╭─ RECORDS

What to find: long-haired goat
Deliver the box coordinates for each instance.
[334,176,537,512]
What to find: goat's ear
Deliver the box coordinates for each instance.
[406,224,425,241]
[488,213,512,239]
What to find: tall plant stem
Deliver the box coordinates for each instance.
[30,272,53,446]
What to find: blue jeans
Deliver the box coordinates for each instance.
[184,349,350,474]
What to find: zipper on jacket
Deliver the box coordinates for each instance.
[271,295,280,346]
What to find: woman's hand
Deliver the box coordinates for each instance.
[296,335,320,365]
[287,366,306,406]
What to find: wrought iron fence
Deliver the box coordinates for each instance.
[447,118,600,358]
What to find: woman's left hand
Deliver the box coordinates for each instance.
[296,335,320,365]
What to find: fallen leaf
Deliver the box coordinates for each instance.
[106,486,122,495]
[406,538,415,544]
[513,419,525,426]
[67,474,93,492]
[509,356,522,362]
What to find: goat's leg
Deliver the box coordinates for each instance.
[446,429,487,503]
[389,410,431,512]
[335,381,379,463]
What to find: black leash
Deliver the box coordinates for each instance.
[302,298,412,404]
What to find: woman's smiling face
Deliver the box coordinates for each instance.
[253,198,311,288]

╰─
╭─ RECORDS

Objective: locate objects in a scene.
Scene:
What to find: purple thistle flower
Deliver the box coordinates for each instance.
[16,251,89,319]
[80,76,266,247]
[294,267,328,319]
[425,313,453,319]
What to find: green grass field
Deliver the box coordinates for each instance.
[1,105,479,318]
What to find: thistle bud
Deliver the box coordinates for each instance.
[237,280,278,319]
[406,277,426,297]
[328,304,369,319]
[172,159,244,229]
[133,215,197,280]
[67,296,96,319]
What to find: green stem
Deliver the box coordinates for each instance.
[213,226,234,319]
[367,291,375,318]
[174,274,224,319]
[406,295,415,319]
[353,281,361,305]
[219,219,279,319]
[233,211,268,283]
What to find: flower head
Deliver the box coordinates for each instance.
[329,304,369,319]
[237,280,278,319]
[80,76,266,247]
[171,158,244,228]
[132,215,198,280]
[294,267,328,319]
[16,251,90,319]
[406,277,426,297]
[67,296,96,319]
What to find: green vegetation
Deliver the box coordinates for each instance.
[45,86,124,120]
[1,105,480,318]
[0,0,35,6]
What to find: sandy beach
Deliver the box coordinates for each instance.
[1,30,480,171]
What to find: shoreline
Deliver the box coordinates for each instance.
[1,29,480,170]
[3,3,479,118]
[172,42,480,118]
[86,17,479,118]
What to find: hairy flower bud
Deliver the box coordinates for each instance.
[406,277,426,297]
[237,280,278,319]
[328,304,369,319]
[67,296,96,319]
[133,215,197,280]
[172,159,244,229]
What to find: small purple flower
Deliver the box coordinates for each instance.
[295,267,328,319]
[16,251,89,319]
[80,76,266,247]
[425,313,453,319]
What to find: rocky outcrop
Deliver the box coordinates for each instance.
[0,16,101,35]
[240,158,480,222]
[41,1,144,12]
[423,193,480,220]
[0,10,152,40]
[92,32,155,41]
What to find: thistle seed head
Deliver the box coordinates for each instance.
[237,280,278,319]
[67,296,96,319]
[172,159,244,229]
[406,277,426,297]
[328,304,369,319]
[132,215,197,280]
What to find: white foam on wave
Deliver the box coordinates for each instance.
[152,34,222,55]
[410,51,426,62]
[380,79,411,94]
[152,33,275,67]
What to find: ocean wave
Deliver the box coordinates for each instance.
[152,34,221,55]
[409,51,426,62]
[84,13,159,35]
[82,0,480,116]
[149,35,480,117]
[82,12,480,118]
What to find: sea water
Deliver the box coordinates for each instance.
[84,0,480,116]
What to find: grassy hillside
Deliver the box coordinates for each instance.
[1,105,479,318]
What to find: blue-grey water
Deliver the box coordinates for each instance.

╰─

WHAT YOU NEED TO DO.
If a line in the entries contains "green", copy it.

TASK ANSWER.
What to find: green grass field
What to find: green stem
What to find: green vegetation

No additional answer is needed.